Written instruction
Transcribe each of the entries below word for word, with no changes.

Information provided
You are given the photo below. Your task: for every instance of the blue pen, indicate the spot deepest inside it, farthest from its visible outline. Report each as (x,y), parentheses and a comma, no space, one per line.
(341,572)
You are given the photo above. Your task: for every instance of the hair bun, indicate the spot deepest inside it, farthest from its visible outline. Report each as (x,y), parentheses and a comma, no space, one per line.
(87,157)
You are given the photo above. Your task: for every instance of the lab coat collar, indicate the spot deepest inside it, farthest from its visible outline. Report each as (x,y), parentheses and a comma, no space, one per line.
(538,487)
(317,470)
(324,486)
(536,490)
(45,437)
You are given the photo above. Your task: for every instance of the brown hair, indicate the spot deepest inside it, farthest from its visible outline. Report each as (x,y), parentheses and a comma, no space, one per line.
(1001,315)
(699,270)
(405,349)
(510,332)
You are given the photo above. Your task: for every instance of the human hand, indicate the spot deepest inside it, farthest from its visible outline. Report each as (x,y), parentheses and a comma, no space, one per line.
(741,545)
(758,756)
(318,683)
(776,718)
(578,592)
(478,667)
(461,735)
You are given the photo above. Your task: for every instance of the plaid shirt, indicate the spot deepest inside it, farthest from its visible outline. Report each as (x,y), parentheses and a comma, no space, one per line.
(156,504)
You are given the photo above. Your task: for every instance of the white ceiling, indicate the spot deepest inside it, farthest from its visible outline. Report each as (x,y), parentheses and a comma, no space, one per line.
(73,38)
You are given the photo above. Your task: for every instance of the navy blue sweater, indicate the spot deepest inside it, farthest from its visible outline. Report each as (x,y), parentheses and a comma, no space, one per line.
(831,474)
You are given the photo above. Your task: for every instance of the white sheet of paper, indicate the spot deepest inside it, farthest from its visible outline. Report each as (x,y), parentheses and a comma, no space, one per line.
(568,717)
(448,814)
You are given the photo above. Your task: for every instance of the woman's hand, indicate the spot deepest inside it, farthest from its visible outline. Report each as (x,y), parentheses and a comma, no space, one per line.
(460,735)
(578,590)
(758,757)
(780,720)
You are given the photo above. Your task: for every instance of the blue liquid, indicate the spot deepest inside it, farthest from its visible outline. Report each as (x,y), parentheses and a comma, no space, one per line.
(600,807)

Answer to this exercise
You are given the photo below. Your task: for every instance of the blue pen, indicate the spot deepest inside it, farthest from its visible outline. Report each as (x,y), parentheses and a comma, no space, one per line.
(341,572)
You are given the photo above. Your task: for every instance of the hair bun, indicate the spot deepest inside it, farthest from its visible outline. Report each as (x,y), parentheses and a comma, no space, one per line.
(87,157)
You are given the photo above. Your task: for every instance of the lab coat collar, indicate the spot deepest inside it, farthest from its visible outline. Report each as (x,y), parentheses and a comma, no space, one per line.
(538,487)
(317,470)
(324,486)
(536,490)
(45,437)
You are given the photo above. Your task: for every instance of the brown hair, indicate the spot deepest inside it, farthest from its visible outline. Report each as (x,y), parentheses and a comma, no space, one per line.
(1001,315)
(699,270)
(405,349)
(510,332)
You are given the photo above. Your task: for every instance of the human hand, indicate the spot deepest inside it, farthest from its visible outline. Report each as (x,y), parentheses and a comma, no space, one per line.
(741,545)
(758,756)
(318,683)
(776,718)
(578,592)
(478,667)
(461,735)
You are given the photo above. Your task: for every instance of the plaid shirt, indicate the spot deepest inside it, farthest from its visible outline. Report each as (x,y), parentheses and a comma, no space, one per line.
(156,504)
You are given the photo above. Your task: for every instance of the white ceiling, indicate the spot deepest inside it, farthest from its visible outline. Report each as (x,y), parentheses and a comma, no space, one per line.
(73,38)
You are given the photo above. Your task: for every instance of the navy blue sweater, indicate the spot deepest inside it, farthest from its visible outline. Report each as (x,y), parentheses and a comma, no space, one per line.
(831,474)
You are given the photo above. Your task: for every instance of the white sheet of paper, indicate the spot deepest inside it, farthest from its visible outline. Report each as (x,y), parentheses and a comma, no space, one per line.
(568,717)
(448,814)
You are given the photo above. Your task: for every instance of the woman's hand, indicate the spot deepest inside it, farthest from its visible outline. Report each as (x,y), parentheses and a comma, no space, one per line.
(460,735)
(578,590)
(758,757)
(780,720)
You are given the photo above. Your task: for every instance of the blue liquid, indicate the spot deepest inside it, farthest from its visible outline. Report each as (x,y), parentheses and a comma, no space, one per line.
(600,807)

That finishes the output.